Problem statement
Please give back, exactly as written, only the line containing "Exercise. Mark the ceiling in" and every line after it until the data below ends.
═══ Data extracts
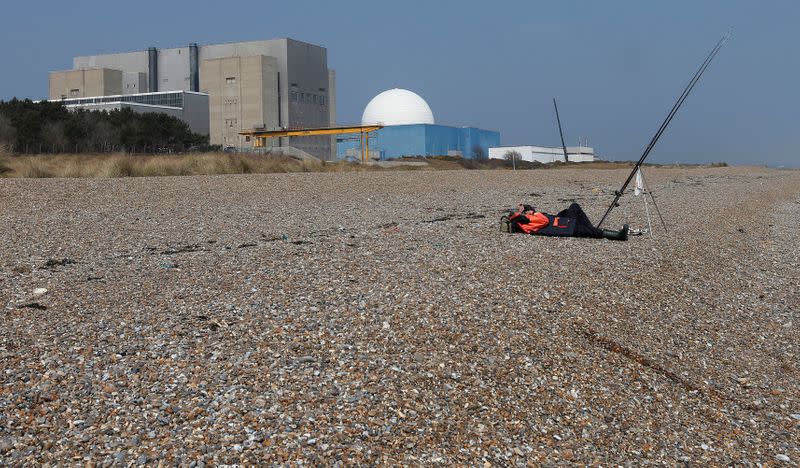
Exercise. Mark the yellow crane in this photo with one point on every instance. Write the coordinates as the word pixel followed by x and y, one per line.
pixel 260 136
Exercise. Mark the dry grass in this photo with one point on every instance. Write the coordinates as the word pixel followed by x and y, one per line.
pixel 123 165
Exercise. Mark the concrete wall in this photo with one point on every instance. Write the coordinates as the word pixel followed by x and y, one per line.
pixel 134 82
pixel 300 66
pixel 83 83
pixel 243 94
pixel 196 112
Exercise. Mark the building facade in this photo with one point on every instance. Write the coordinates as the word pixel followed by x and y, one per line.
pixel 188 106
pixel 544 154
pixel 279 83
pixel 396 141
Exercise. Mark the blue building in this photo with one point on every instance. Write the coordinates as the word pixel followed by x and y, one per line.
pixel 396 141
pixel 409 130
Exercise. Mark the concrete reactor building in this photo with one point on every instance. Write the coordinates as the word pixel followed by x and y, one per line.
pixel 410 130
pixel 219 89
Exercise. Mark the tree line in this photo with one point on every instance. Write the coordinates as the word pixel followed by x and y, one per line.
pixel 49 127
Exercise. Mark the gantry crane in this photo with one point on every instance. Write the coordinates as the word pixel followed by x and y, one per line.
pixel 260 136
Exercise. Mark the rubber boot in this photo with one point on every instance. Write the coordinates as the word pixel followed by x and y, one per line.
pixel 616 235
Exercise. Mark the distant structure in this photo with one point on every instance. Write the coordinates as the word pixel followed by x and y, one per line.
pixel 410 130
pixel 269 84
pixel 544 154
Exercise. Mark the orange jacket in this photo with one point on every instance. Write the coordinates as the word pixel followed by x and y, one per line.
pixel 535 222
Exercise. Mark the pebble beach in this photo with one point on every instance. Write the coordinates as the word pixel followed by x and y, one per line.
pixel 382 318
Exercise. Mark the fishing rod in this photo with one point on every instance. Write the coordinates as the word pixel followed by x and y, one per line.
pixel 563 145
pixel 618 194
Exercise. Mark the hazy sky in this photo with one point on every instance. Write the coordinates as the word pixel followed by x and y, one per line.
pixel 615 67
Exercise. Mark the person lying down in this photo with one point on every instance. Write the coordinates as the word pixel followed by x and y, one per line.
pixel 571 222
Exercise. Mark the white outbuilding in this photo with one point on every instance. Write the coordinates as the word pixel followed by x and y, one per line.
pixel 543 154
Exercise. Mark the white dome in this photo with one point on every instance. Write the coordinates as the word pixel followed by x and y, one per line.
pixel 397 107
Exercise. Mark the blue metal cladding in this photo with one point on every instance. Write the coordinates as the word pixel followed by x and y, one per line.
pixel 424 140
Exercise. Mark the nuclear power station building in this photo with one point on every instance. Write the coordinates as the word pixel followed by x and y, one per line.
pixel 409 129
pixel 270 84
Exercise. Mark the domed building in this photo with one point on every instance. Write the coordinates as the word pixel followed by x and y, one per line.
pixel 410 130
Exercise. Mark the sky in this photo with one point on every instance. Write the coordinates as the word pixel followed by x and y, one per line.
pixel 615 66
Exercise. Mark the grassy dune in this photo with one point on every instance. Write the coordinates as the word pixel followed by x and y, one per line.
pixel 123 165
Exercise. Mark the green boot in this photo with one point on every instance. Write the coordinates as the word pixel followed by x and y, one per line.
pixel 616 235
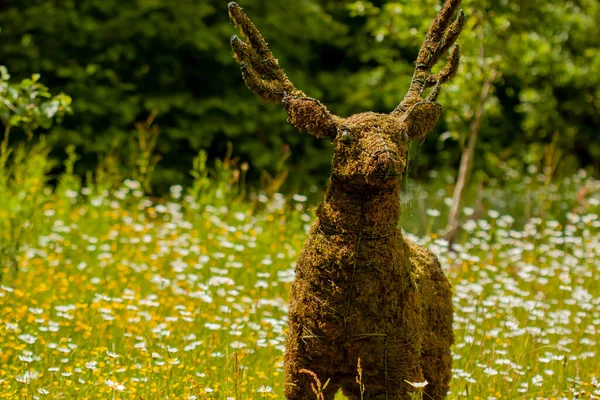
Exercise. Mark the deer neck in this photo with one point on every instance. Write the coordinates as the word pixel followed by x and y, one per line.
pixel 369 211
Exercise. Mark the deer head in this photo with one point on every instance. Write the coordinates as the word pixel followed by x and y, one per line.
pixel 369 148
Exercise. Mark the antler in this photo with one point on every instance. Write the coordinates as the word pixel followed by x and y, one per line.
pixel 264 76
pixel 441 36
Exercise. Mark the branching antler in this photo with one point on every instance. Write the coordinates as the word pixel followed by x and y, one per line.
pixel 441 36
pixel 264 76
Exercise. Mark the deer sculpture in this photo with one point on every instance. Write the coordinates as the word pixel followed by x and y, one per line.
pixel 363 291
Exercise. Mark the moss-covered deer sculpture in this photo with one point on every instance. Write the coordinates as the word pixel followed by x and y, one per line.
pixel 362 289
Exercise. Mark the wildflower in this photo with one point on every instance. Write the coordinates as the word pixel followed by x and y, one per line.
pixel 111 354
pixel 91 365
pixel 115 385
pixel 25 379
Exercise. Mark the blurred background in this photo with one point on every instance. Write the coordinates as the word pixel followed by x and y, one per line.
pixel 526 96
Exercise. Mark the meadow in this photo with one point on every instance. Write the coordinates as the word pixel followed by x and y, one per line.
pixel 108 293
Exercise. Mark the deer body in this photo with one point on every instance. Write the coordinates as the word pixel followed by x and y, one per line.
pixel 362 289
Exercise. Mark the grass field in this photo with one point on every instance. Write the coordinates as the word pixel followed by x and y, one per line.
pixel 108 293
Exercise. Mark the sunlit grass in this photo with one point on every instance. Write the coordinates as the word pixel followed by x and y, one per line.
pixel 119 296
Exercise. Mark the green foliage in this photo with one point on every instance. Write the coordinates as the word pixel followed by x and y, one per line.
pixel 185 296
pixel 121 61
pixel 27 105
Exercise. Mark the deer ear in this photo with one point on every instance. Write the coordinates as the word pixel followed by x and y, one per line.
pixel 421 118
pixel 310 115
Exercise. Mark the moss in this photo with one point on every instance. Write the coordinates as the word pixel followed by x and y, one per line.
pixel 362 290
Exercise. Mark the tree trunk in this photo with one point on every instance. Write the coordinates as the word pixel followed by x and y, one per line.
pixel 466 161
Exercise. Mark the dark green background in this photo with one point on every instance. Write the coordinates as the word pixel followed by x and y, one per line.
pixel 120 60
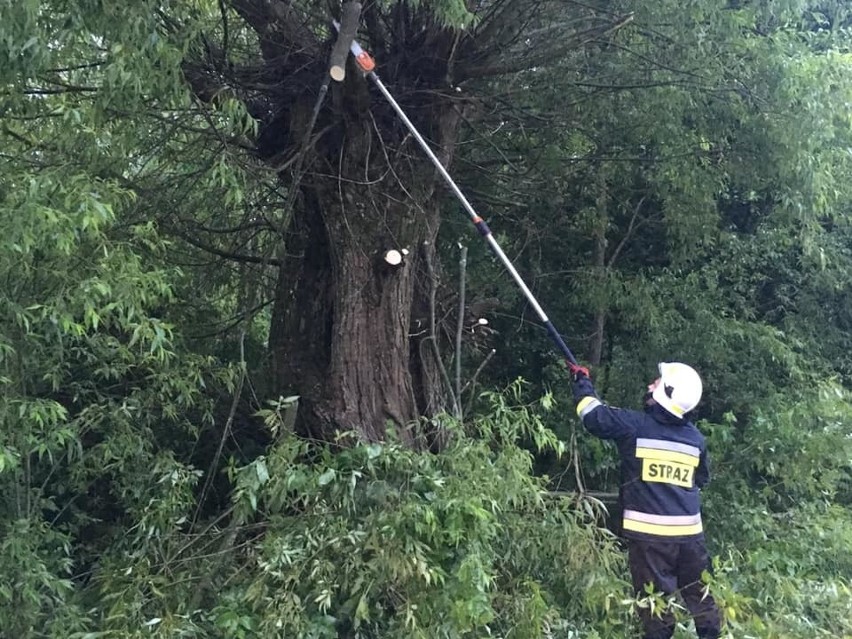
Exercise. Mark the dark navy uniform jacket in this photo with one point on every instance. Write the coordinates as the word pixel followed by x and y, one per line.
pixel 663 464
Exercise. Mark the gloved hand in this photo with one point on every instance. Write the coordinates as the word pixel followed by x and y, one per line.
pixel 577 371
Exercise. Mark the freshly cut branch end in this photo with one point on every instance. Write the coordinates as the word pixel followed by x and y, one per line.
pixel 349 16
pixel 393 257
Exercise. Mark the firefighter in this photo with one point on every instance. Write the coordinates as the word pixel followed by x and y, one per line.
pixel 664 463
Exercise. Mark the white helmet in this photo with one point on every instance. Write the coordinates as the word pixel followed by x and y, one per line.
pixel 679 390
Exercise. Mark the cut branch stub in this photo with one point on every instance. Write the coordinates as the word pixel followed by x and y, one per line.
pixel 350 13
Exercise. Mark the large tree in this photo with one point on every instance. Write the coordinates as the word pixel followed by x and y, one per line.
pixel 351 337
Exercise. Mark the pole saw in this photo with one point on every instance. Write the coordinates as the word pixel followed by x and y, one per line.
pixel 367 65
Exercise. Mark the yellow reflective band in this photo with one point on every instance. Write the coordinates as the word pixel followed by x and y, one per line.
pixel 667 455
pixel 661 529
pixel 586 405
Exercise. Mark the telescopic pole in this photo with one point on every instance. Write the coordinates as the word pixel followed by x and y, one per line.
pixel 367 65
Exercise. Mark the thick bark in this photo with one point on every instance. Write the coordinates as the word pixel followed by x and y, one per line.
pixel 342 333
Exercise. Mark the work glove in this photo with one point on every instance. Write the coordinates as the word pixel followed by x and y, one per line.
pixel 578 371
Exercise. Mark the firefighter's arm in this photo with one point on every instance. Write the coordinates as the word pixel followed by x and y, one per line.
pixel 598 418
pixel 702 473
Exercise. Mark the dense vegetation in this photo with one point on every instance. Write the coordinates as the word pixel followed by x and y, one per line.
pixel 184 449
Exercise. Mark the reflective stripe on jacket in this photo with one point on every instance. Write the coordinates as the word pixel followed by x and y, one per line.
pixel 663 464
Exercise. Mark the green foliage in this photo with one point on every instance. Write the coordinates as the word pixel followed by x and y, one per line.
pixel 686 182
pixel 376 540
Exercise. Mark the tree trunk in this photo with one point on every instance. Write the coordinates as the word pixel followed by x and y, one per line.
pixel 342 336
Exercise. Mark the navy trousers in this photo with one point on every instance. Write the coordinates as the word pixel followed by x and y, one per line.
pixel 674 568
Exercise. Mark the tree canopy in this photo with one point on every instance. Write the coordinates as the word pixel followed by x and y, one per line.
pixel 223 414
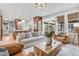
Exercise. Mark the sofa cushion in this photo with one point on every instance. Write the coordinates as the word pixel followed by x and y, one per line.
pixel 13 48
pixel 3 51
pixel 28 35
pixel 34 34
pixel 29 40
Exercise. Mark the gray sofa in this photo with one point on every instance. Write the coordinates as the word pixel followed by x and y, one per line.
pixel 31 38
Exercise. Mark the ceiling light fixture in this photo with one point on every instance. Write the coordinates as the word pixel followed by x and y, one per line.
pixel 40 5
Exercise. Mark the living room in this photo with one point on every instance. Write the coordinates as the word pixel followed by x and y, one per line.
pixel 39 29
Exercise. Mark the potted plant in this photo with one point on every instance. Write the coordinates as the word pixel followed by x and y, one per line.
pixel 48 36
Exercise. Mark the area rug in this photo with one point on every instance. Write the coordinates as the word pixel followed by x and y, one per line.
pixel 69 50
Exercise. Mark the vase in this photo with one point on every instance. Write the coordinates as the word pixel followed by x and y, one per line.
pixel 48 41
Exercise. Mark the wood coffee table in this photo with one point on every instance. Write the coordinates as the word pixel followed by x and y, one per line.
pixel 41 50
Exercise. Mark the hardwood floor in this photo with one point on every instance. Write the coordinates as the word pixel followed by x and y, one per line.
pixel 7 40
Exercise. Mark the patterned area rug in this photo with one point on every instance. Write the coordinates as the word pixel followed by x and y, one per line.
pixel 69 50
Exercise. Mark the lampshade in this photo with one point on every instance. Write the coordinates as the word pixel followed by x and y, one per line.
pixel 76 24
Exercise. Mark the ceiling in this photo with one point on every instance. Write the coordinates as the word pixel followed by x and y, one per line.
pixel 28 11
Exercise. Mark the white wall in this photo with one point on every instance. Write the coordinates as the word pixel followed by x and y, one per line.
══════
Solved problem
Exercise. Mark the ceiling in this photo with one point on every instance. Write the coordinates as the word pixel followed by x and y, one per line.
pixel 28 11
Exercise. Mark the white wall in this photo with one point on every instance. Write the coordinates as the word pixel followed by x and y, one per line.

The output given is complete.